● **REQUIRED WORK**
Set down exactly, and only, the lines from the one with "Objective — one point on each instance of the coiled" to the final line of the entries, both included.

[Named-object pointing records]
* Start *

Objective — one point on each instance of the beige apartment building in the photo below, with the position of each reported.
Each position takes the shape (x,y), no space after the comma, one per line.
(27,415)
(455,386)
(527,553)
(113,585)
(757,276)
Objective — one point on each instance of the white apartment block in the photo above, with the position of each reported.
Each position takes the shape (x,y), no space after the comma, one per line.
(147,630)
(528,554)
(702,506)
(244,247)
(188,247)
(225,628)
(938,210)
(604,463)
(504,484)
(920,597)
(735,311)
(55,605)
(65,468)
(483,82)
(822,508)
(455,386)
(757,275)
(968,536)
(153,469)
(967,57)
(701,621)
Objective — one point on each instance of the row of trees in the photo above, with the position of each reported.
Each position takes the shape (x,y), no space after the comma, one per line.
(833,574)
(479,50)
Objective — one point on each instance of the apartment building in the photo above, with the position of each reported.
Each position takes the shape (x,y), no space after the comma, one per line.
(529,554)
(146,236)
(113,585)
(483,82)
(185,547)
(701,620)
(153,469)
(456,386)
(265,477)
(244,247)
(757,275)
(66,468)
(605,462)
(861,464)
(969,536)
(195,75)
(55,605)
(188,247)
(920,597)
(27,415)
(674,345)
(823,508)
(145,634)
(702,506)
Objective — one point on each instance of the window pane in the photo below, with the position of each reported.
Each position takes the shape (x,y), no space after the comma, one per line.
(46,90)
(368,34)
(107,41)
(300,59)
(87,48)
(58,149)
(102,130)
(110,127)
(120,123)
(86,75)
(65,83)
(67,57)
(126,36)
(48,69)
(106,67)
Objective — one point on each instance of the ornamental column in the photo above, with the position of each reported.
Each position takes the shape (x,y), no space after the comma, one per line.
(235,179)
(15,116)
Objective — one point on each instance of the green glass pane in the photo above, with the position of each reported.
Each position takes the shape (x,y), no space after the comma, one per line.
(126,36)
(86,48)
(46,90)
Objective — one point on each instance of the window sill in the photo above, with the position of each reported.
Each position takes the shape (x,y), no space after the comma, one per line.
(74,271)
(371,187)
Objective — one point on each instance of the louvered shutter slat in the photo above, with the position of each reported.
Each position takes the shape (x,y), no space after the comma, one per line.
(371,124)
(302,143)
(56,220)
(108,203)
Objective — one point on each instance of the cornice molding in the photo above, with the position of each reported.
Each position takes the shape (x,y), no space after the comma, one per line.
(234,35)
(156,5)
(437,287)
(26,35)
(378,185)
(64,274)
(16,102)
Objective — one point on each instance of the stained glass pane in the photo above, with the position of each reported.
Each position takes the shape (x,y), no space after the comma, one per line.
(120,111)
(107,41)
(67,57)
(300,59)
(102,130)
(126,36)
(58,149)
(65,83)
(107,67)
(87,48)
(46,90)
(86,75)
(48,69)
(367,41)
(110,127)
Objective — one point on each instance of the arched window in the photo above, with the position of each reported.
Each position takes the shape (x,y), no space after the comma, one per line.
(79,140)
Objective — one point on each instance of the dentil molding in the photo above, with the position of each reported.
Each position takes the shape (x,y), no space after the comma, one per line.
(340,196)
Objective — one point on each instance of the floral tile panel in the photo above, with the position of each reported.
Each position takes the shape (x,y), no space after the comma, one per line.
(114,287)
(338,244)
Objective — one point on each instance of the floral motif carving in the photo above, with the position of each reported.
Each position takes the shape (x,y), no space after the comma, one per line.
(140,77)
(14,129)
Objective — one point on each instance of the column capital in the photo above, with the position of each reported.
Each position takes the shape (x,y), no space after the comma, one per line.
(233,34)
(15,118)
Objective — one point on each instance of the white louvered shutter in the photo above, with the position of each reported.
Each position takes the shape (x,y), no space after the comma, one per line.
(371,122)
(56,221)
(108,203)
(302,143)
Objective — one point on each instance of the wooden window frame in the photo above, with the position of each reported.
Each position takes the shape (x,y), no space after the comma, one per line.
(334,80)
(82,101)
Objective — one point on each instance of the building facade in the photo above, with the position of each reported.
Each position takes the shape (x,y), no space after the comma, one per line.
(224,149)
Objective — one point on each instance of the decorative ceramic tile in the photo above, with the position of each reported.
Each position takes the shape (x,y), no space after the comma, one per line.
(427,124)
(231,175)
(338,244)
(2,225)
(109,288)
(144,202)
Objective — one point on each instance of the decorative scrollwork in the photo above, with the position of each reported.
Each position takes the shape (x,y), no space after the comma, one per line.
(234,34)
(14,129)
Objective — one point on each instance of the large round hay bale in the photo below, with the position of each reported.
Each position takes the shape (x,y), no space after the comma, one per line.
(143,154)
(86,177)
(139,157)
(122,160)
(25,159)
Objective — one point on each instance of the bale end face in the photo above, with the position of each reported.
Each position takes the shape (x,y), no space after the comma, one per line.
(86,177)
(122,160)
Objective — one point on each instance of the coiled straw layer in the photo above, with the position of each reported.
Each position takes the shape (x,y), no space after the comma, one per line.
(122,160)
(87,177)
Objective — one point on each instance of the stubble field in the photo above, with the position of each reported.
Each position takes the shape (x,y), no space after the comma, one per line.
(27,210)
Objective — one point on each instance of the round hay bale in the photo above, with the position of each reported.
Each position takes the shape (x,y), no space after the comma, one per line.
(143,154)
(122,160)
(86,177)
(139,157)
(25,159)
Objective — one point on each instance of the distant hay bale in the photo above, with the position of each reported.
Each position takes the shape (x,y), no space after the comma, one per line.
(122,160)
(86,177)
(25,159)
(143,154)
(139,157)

* End *

● **FULL OUTPUT**
Objective — one point on each instance of the coiled straw layer in the photo above, with the position of each reported.
Each position takes the shape (x,y), no space after the comma, one per line.
(122,160)
(87,177)
Objective — one point on each instance of the stubble field in the photo above, with the position of each reported.
Each position takes the shape (x,y), no space after the comma, one per line.
(27,210)
Objective — one point on each instance of the round hay bale in the photo above, with the position of each reported.
Each position takes the shape (x,y), no space after the comma, one per line.
(143,154)
(122,160)
(86,177)
(139,157)
(25,159)
Objective — one point on each instance of the distant hay bale in the photo above, with the position of each reported.
Each position takes the shape (x,y), no space after the comma, one per line.
(122,160)
(86,177)
(25,159)
(143,154)
(139,157)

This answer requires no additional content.